Task details:
Find every line in the records below that contains the word "tent", and copy each such line.

(Stored items)
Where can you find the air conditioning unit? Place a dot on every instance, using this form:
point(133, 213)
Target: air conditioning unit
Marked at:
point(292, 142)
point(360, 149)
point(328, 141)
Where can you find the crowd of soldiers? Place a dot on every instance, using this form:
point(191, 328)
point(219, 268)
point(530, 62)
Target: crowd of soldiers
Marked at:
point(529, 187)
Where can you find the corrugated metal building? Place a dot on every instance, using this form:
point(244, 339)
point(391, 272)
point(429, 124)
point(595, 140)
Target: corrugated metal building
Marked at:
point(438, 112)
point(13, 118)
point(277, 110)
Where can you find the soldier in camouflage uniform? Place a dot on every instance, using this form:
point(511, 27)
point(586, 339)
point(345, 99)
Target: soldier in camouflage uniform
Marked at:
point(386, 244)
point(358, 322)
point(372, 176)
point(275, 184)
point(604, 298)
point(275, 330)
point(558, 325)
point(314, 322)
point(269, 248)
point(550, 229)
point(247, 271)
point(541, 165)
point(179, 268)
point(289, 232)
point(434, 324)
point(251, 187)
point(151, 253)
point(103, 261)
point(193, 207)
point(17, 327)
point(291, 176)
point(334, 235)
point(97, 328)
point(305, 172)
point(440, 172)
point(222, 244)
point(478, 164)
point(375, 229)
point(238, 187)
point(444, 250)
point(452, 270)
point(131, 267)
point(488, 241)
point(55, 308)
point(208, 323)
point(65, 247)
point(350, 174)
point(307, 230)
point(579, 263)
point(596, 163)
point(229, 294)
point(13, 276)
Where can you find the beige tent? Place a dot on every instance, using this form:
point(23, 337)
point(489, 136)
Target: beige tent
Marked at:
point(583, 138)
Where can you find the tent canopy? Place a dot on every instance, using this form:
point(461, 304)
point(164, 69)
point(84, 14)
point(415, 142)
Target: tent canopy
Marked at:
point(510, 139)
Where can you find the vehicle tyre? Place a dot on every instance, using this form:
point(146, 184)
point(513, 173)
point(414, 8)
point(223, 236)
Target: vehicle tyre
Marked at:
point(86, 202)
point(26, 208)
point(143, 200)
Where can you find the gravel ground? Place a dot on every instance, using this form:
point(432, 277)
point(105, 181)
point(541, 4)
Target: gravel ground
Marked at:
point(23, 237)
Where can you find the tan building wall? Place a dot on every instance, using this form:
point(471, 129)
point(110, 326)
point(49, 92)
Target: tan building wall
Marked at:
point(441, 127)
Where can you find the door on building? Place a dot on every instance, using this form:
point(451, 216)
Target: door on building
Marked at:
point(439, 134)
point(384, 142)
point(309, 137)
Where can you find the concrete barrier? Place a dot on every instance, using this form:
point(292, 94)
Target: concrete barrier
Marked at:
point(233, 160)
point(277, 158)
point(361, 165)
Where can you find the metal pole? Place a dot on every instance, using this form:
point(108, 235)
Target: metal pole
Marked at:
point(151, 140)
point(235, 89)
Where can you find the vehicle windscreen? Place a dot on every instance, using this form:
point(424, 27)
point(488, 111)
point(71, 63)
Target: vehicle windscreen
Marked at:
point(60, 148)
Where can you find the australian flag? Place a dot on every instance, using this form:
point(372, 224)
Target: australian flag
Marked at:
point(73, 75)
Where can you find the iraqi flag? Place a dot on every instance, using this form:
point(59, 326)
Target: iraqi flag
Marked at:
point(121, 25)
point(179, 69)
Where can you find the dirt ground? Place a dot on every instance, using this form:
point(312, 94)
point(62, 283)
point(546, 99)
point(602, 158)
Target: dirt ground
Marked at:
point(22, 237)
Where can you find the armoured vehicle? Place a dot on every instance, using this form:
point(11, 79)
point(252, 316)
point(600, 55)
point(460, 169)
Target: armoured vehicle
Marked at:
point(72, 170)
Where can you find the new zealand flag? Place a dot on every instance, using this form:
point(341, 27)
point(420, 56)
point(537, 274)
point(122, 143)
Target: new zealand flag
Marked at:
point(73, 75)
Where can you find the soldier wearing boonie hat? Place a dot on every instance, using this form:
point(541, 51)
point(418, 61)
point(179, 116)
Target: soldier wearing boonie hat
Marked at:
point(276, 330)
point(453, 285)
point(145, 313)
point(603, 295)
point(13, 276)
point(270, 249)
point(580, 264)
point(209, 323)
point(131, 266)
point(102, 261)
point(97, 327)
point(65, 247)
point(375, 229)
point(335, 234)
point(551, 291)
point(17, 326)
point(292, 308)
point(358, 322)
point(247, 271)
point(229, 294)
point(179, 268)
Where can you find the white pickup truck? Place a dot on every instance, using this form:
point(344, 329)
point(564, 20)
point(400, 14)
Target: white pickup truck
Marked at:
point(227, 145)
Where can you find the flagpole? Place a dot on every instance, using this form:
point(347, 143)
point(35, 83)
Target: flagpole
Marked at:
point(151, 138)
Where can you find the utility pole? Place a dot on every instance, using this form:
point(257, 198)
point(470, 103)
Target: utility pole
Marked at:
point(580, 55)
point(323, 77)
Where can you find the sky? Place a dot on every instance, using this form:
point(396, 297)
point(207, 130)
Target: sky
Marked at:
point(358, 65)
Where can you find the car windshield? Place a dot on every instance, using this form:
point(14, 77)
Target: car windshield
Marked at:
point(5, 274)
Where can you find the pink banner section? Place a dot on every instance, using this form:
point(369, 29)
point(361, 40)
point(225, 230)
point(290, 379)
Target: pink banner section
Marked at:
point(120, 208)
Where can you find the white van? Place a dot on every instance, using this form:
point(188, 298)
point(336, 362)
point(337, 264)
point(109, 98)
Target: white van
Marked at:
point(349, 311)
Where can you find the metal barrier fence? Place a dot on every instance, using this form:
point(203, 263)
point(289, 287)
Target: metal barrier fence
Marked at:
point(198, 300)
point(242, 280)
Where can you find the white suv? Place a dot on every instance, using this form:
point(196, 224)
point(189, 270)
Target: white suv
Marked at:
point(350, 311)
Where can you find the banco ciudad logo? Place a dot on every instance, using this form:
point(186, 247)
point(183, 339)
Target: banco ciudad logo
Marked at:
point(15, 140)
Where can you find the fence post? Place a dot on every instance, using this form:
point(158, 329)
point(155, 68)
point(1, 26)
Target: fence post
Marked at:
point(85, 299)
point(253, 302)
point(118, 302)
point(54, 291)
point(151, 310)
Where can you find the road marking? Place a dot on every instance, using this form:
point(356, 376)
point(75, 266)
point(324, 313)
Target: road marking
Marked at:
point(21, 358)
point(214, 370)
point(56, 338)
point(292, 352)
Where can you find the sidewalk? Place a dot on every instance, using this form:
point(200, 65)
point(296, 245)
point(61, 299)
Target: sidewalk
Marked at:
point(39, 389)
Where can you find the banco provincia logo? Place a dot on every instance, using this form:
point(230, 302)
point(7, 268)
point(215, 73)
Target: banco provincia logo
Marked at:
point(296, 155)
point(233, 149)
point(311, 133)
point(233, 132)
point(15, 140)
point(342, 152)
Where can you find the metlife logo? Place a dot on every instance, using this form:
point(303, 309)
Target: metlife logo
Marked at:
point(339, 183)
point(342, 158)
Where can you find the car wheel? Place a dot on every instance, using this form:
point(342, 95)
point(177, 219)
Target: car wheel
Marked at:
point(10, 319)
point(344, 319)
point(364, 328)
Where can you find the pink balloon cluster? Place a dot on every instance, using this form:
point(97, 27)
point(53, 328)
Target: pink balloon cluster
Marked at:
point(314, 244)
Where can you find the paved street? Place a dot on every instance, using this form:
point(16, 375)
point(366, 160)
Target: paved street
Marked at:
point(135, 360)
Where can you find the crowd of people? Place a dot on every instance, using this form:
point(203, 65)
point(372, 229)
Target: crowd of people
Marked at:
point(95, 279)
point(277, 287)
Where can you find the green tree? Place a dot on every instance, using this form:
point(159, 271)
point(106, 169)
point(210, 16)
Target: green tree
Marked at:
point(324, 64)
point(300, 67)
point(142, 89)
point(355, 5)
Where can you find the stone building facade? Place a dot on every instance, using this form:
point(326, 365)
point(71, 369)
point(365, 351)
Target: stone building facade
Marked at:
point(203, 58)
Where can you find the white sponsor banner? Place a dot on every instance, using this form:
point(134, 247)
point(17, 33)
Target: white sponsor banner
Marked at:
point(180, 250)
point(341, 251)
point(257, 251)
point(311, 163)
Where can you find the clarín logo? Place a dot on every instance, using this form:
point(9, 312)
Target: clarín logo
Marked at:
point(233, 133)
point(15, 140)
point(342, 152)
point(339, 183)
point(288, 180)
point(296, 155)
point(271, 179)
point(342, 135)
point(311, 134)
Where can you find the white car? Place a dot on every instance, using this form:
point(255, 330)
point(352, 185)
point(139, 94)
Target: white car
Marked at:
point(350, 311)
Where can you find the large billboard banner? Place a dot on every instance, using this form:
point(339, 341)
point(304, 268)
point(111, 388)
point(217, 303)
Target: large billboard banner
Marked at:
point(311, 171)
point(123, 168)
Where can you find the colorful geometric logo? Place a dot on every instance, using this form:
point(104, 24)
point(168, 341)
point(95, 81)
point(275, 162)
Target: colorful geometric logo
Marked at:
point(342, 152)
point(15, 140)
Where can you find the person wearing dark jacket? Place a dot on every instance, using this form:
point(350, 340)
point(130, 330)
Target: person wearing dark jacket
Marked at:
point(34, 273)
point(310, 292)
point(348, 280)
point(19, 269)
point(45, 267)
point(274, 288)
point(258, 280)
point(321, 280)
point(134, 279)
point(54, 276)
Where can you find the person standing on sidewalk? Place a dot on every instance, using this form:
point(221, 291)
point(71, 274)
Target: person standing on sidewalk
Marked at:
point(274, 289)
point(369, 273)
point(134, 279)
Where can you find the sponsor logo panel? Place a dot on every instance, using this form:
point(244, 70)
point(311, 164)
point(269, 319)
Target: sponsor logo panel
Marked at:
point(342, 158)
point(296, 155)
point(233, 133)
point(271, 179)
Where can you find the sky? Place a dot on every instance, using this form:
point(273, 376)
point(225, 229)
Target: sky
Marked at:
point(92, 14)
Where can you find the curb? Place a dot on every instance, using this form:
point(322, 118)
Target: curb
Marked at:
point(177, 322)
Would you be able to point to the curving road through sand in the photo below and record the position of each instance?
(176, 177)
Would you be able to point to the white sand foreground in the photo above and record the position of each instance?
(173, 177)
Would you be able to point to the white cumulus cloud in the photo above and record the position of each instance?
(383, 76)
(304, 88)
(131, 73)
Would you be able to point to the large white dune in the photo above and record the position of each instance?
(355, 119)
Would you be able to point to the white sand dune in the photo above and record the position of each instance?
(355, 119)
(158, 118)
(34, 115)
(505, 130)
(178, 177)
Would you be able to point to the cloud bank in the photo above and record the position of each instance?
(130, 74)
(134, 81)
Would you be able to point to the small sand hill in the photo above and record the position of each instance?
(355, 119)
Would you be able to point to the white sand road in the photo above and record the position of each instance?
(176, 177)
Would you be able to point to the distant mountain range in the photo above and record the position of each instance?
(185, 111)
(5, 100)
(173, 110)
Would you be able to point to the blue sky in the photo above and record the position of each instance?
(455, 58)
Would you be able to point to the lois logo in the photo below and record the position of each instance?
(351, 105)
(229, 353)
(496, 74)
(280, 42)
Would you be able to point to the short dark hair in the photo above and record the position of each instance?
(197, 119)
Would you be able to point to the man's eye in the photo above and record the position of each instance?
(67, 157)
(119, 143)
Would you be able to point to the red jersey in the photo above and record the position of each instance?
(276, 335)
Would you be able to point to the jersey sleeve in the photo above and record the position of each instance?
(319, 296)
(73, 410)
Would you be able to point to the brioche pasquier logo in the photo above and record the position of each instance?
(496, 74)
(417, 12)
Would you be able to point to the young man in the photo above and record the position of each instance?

Result of this exercise:
Where can you find the beige tent? Place a dot on every instance, using this form:
Target: beige tent
Where can you find the tent canopy? Place a dot on every instance, using this form:
Target: tent canopy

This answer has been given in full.